Dataset excerpts
Segment Open

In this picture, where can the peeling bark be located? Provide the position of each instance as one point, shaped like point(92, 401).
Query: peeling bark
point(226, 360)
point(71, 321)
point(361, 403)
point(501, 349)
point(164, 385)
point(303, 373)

Segment Closed

## Problem to work on
Please copy out each entry exactly as it appears above.

## Exercise response
In this picture, where can the peeling bark be located? Provide the position of each instance as one point, shaped like point(92, 401).
Query: peeling bark
point(226, 360)
point(71, 321)
point(361, 403)
point(501, 349)
point(164, 385)
point(303, 373)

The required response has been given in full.